start INPUT
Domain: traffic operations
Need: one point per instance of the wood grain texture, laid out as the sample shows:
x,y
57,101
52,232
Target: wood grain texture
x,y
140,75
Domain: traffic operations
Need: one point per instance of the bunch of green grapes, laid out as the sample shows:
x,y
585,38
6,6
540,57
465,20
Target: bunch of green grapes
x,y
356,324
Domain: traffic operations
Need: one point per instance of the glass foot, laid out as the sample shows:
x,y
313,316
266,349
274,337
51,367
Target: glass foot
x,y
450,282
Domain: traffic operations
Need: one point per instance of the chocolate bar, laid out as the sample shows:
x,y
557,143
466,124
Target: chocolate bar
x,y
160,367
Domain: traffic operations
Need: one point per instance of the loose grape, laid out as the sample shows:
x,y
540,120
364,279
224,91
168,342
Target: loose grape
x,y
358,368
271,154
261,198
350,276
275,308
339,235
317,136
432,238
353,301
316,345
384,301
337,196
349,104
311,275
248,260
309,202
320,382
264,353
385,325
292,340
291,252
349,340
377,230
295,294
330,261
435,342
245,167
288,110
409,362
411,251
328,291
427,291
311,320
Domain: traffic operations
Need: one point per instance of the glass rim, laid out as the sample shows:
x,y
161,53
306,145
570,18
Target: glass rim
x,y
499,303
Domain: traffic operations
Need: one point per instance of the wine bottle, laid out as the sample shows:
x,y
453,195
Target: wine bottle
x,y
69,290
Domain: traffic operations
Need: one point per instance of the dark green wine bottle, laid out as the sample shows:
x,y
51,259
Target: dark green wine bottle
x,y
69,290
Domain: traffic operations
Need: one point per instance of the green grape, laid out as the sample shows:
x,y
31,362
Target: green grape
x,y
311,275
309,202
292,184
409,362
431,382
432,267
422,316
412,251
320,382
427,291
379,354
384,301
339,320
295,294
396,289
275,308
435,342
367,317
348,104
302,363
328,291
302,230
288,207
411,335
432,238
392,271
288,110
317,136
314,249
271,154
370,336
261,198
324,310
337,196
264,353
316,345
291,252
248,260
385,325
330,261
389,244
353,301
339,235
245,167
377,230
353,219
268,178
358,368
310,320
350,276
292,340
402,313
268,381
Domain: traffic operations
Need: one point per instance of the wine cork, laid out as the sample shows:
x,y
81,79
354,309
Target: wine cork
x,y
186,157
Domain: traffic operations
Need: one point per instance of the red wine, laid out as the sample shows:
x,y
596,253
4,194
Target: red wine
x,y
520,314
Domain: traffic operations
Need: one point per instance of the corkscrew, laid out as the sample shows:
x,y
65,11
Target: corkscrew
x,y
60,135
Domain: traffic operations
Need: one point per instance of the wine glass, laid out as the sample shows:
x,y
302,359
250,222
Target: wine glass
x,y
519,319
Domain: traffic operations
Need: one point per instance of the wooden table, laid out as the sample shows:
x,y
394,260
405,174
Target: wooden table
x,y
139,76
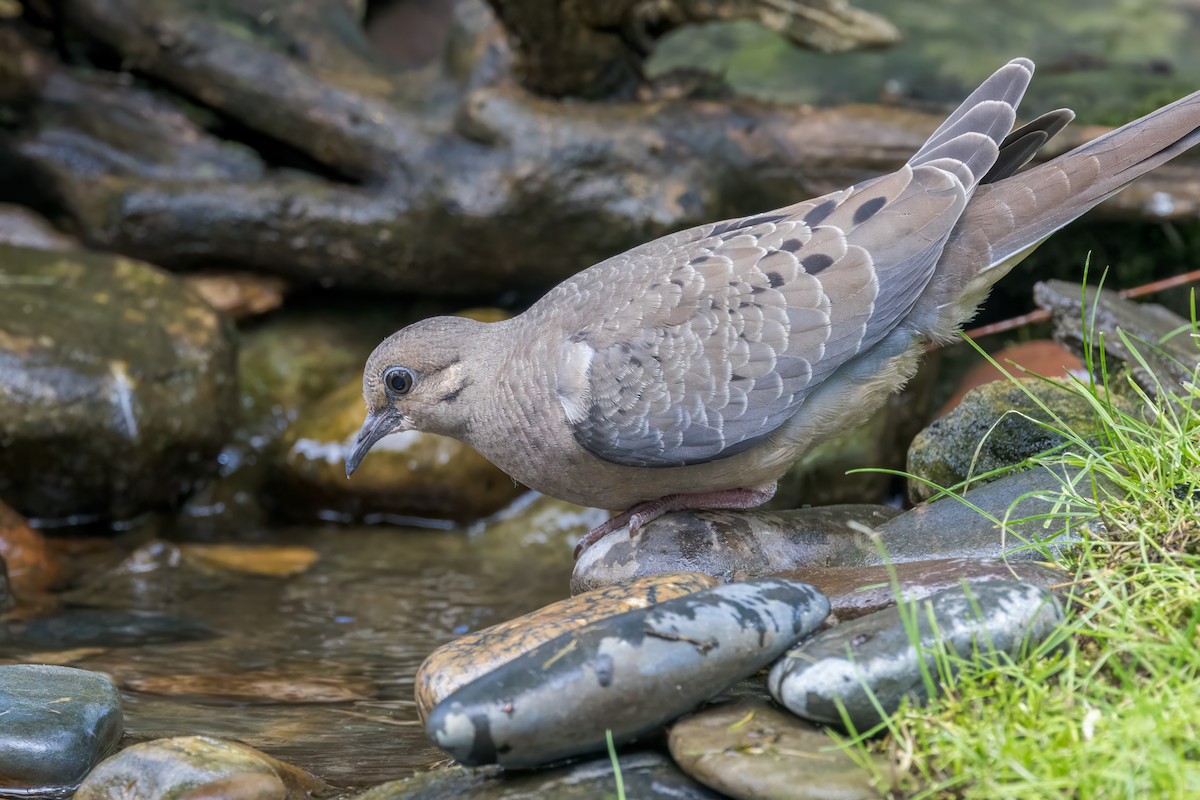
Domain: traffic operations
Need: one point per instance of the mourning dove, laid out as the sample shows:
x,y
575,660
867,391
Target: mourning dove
end INPUT
INSTRUCTIONS FOR THE TASK —
Please copy out only those lines of the data above that contain the string "chocolate". Case counts.

ANSWER TO THIS PROBLEM —
Need: one point per instance of the chocolate bar, laid out as the sample shows:
Target: chocolate bar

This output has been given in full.